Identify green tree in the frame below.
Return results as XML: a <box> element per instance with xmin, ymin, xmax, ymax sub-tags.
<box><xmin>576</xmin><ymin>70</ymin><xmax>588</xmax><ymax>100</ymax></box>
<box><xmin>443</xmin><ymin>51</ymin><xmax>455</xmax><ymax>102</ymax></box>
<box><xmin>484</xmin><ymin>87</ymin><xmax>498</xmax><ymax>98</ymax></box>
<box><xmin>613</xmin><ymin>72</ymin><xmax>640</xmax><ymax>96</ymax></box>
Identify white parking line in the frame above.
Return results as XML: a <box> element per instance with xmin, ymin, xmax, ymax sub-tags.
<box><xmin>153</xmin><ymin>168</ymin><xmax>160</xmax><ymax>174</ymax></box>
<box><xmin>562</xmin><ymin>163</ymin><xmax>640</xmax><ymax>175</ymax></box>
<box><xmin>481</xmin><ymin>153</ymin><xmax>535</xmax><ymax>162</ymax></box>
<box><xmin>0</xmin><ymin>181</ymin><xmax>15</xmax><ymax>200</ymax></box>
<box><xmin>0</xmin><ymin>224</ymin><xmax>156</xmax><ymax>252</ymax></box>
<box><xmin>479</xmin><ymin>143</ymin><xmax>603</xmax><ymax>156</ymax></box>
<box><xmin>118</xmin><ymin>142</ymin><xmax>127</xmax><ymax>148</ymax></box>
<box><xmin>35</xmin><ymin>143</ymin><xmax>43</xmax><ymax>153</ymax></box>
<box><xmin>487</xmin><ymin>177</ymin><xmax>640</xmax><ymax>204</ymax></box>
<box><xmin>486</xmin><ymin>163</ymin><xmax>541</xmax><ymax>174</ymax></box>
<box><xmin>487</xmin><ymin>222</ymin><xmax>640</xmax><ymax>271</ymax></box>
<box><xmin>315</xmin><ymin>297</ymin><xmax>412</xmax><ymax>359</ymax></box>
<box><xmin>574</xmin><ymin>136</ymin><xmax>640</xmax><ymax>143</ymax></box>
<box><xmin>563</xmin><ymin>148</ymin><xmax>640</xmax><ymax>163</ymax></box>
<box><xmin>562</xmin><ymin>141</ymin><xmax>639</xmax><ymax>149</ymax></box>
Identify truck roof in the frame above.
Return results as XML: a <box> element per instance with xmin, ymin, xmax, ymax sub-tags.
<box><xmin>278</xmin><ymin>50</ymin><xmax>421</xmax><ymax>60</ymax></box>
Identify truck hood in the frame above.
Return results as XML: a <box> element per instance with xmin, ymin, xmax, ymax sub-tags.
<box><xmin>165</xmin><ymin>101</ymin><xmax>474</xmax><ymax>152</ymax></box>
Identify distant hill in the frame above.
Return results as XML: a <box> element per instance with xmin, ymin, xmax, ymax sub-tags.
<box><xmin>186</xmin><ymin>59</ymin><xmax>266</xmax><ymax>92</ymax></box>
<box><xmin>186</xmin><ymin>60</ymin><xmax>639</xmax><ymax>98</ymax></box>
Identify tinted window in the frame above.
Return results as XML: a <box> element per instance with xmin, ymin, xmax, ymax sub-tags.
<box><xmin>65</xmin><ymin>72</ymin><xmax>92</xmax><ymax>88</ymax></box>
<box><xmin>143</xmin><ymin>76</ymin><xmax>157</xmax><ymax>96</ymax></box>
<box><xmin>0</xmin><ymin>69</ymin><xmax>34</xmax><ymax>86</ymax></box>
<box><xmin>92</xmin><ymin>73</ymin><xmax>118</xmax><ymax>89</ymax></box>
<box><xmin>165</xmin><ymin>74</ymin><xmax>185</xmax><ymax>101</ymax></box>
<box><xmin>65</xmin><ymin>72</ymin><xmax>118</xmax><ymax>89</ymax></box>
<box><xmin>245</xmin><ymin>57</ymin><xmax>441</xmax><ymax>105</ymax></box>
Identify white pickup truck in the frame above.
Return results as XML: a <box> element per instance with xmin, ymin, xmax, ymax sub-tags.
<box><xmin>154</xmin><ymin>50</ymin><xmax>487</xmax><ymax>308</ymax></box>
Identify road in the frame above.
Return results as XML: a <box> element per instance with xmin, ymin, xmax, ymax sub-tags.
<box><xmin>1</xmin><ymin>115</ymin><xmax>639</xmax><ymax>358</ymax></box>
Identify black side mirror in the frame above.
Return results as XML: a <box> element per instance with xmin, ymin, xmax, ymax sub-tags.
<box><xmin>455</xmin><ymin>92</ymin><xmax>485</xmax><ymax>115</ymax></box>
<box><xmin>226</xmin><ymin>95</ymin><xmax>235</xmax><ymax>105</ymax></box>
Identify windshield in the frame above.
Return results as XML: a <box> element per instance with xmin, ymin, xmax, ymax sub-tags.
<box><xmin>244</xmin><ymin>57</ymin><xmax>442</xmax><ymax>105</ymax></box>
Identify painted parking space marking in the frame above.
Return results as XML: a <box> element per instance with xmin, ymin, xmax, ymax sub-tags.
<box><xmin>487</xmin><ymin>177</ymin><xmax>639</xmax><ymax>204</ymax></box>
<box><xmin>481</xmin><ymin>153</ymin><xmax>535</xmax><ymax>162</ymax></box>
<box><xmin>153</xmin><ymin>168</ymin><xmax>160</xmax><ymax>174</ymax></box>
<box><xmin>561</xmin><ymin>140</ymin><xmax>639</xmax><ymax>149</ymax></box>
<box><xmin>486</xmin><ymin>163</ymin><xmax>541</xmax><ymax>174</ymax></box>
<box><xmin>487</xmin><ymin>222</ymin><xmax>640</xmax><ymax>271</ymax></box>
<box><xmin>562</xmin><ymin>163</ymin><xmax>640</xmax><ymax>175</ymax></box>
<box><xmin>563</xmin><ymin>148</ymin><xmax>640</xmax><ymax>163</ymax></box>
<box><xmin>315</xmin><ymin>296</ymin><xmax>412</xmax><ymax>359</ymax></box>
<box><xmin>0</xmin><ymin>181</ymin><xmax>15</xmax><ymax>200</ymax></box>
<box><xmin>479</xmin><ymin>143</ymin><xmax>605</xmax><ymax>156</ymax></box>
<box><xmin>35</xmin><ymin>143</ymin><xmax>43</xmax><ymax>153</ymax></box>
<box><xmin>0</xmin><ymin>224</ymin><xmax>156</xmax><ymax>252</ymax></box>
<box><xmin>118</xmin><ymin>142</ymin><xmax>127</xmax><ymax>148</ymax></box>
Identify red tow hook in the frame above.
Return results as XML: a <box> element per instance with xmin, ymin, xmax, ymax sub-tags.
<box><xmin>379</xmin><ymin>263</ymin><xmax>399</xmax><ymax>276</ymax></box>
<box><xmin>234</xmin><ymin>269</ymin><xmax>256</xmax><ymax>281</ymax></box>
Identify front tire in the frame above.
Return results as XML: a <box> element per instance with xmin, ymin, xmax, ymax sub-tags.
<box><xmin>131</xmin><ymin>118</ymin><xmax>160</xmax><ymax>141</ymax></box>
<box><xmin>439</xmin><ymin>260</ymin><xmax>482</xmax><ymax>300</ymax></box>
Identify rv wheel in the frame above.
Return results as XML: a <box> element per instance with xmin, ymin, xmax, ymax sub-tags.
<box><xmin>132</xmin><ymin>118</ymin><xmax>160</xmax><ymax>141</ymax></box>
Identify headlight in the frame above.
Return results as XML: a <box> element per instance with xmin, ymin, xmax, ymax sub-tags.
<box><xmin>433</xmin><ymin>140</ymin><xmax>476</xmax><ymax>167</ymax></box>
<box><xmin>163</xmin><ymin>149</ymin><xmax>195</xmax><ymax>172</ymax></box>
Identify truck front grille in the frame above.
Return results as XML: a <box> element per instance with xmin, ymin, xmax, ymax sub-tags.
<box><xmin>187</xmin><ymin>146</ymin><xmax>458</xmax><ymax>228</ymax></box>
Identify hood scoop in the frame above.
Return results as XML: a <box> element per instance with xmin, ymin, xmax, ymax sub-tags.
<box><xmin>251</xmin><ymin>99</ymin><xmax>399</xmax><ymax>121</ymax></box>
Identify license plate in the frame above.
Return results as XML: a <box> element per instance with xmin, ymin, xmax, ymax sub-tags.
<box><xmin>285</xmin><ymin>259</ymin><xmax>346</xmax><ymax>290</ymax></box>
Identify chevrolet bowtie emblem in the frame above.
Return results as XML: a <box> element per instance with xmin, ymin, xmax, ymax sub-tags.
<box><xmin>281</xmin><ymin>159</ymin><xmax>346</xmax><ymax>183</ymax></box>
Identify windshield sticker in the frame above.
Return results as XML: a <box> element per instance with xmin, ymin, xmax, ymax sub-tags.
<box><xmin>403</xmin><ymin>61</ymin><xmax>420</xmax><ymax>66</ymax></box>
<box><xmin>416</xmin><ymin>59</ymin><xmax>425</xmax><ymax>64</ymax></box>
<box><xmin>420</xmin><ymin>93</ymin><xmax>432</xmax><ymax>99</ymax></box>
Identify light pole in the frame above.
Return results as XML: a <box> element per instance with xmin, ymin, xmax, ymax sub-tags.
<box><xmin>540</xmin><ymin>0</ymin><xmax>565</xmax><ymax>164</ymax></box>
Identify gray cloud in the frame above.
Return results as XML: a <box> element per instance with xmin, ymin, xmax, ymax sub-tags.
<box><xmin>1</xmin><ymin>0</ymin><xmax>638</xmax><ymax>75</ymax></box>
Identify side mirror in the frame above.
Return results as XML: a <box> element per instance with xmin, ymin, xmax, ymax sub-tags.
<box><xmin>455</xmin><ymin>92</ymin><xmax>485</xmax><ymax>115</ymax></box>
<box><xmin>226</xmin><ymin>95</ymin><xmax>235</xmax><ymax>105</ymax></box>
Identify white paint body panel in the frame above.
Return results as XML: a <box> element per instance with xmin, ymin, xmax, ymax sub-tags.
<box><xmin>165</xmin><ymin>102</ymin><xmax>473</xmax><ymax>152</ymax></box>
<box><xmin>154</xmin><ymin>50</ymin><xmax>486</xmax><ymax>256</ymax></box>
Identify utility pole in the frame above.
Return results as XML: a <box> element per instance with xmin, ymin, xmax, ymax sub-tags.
_ _ _ _ _
● AIM OF THE TASK: Among the records, find every line holding the word "truck" and copy it.

● WRITTEN REPLY:
Identify truck roof in the frame above.
Identify truck hood in the frame above.
Identify white pickup truck in the frame above.
Identify truck front grille in the frame above.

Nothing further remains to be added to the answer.